[SHORT PROBLEM 1]
Write out the listing line for line, beginning at the line that contains "Expected: one point per instance of the blue" and ending with the last line of the listing. Leave out the pictures.

[PAGE EXTRACT]
[Begin]

# Arrow above or below nocking point?



## Bonaire-Dave

I haven't shot any bows for a few months and I was reading on 3Rivers website about setting up a recurve or longbow. When they got to arrows they talked about aligning the nockpoint and said to place the arrow under the nockpoint. I may be confused, but I think I've always put the arrow on top of the nockpoint. Where are you placing your arrows - above or below the nockpoint.
Thanks, Dave


----------



## gtfisherman

below and I use either serving or dental floss for mine.


----------



## T.P.

Below.


----------



## 308-MIKE

x3 below


----------



## Blueridge

In the middle. I tie a double nock


----------



## yamapup

Below for me too. Use dental floss tied on the string, if the arrow nock is too loose on the string. Pup


----------



## gtfisherman

Blueridge said:


> In the middle. I tie a double nock



I used to do that with compounds before the loop was out. Kept nock pinch down. Never thought about it on a trad.


----------



## Mudfeather

below


----------



## gurn

Below


----------



## sawtooth

Pm hogdgz.... he's an expert on nocking point placement.


----------



## NCHillbilly

Below for me.


----------



## Miguel Cervantes

I went to a two finger below the shaft pull, so nocking below was a must. But I've always done it below anyway.


----------



## Blueridge

gtfisherman said:


> I used to do that with compounds before the loop was out. Kept nock pinch down. Never thought about it on a trad.



Arrow stays right there. If I didn't use a double I would nock under . I have found I like double better .


----------

[End]

(Location annotation dataset excerpts)
[Begin]

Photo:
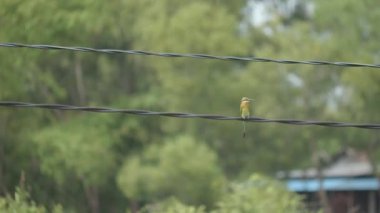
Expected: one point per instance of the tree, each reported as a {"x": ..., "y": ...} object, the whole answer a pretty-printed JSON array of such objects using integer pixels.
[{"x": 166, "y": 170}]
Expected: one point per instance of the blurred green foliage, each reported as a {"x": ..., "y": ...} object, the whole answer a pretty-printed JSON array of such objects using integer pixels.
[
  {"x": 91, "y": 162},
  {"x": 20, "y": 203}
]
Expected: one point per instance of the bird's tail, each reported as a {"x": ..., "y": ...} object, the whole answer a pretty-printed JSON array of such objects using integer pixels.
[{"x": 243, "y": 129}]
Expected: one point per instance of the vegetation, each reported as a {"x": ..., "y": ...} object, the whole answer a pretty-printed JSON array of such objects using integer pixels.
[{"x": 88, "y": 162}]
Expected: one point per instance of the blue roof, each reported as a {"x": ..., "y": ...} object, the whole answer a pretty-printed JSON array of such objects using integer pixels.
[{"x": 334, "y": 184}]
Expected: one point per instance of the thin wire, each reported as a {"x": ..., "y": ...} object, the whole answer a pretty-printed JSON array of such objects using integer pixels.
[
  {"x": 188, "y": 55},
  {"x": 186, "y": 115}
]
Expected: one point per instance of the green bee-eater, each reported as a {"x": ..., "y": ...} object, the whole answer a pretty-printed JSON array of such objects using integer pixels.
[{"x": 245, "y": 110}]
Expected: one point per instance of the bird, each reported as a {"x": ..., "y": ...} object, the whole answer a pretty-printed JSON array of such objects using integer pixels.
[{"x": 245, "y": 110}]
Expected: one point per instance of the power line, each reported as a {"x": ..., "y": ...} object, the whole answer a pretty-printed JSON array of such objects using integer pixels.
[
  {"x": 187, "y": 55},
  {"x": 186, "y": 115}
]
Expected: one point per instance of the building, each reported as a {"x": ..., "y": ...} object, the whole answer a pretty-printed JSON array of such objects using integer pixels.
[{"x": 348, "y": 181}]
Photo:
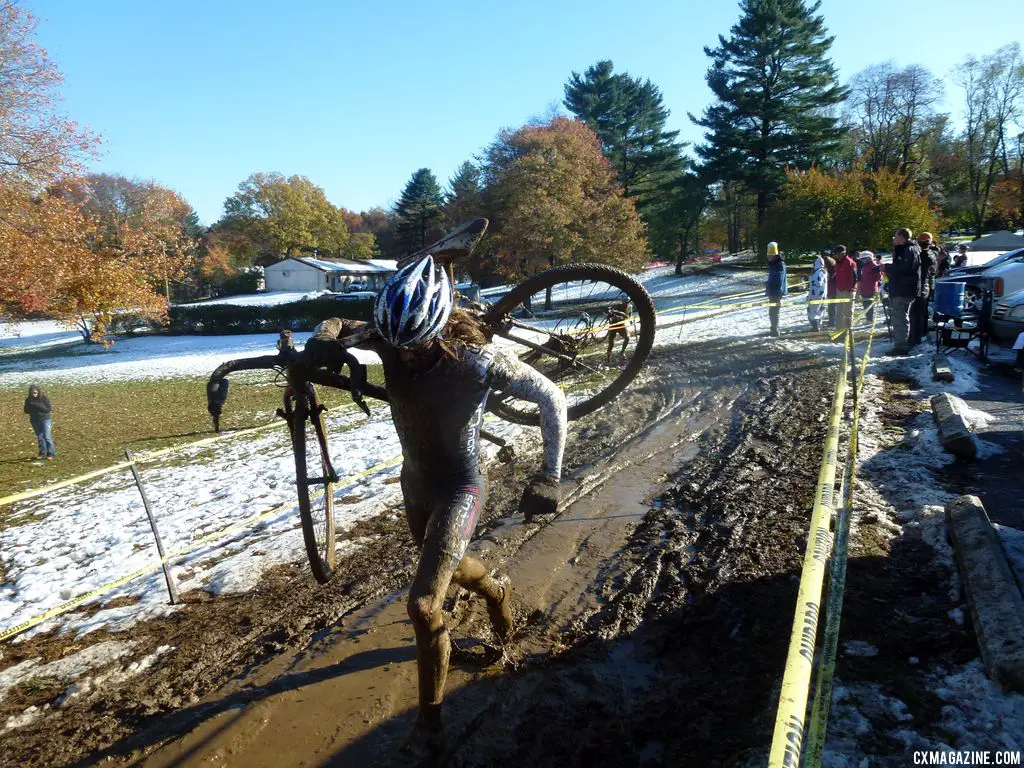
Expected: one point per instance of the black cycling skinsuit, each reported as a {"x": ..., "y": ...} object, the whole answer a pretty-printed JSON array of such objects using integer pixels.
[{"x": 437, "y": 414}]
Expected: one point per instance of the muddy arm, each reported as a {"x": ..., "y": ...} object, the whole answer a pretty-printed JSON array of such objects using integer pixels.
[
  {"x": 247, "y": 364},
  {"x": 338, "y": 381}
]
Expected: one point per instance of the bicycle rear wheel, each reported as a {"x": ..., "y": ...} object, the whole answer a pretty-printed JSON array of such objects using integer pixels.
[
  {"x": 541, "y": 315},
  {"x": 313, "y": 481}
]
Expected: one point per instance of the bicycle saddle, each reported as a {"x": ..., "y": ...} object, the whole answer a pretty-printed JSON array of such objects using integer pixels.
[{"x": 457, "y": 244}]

[End]

[SHORT PROBLEM 2]
For each statement, say whether the archery forum thread supports it, answering yes or no and quoting the words from the thread that decide it: (a) gtfisherman places the arrow below the nocking point and uses serving or dental floss. (b) Blueridge places the arrow below a single nocking point. (c) Miguel Cervantes switched to a two-finger pull below the shaft.

[RIGHT ANSWER 1]
Expected: one point per instance of the blue roof, each reported as a {"x": ..., "y": ...} object, the whole answer a pretty-printed JSON array of such objects using integer pixels.
[{"x": 334, "y": 184}]
Expected: one point per instance of the thin wire, each reported as a {"x": ..., "y": ...} object, the whole answer a pretty-printed JSON array of such objects using integer pixels.
[
  {"x": 188, "y": 55},
  {"x": 186, "y": 115}
]
Expected: one point per instance of the green bee-eater, each reported as a {"x": ..., "y": ...} object, the whole answer a pretty-printed JSON array of such objects using integer pixels.
[{"x": 245, "y": 110}]
Expected: one point per instance of the bird, each reported as a {"x": ..., "y": ...} object, the whole answer a pretty-printed JSON array of such objects using integer pixels.
[{"x": 245, "y": 110}]
Expected: one point per instance of the power line, each reported as a {"x": ..., "y": ...} object, the whole answer a pretty-printed JSON array of such objects using integer pixels.
[
  {"x": 187, "y": 55},
  {"x": 186, "y": 115}
]
Expected: one point per instance of the building, each reported as a {"x": ..., "y": ...} object, the whole answer a pretty-printed JSON array of such objects using integer pixels.
[{"x": 348, "y": 181}]
Photo:
Expected: one point per instance of the black cycling skinsuit, each reported as a {"x": ..., "y": ...} object, the whole answer a pretty-printed JSON array of such objects using integer pixels.
[{"x": 437, "y": 414}]
Expected: one point per instance of the muddy arm, each reported as a {"x": ..., "y": ...} object, the whole answer a pretty-printed JSON array of such objects using integer pixels.
[
  {"x": 247, "y": 364},
  {"x": 338, "y": 381}
]
Expected: one point per instance of the bicycle rear wheel, each reported as a {"x": ..., "y": ...} object, the whole answer a pretty-printed JSON array of such objects using integer pixels.
[
  {"x": 541, "y": 315},
  {"x": 313, "y": 481}
]
Expected: one point per instance of the bicycle saddle, each reported as a {"x": ..., "y": ...} object, the whole answer a pretty-printed JSON array of such objects using integer pixels.
[{"x": 457, "y": 244}]

[RIGHT ANSWER 2]
(a) Yes: "below and I use either serving or dental floss for mine."
(b) No: "In the middle. I tie a double nock"
(c) Yes: "I went to a two finger below the shaft pull, so nocking below was a must."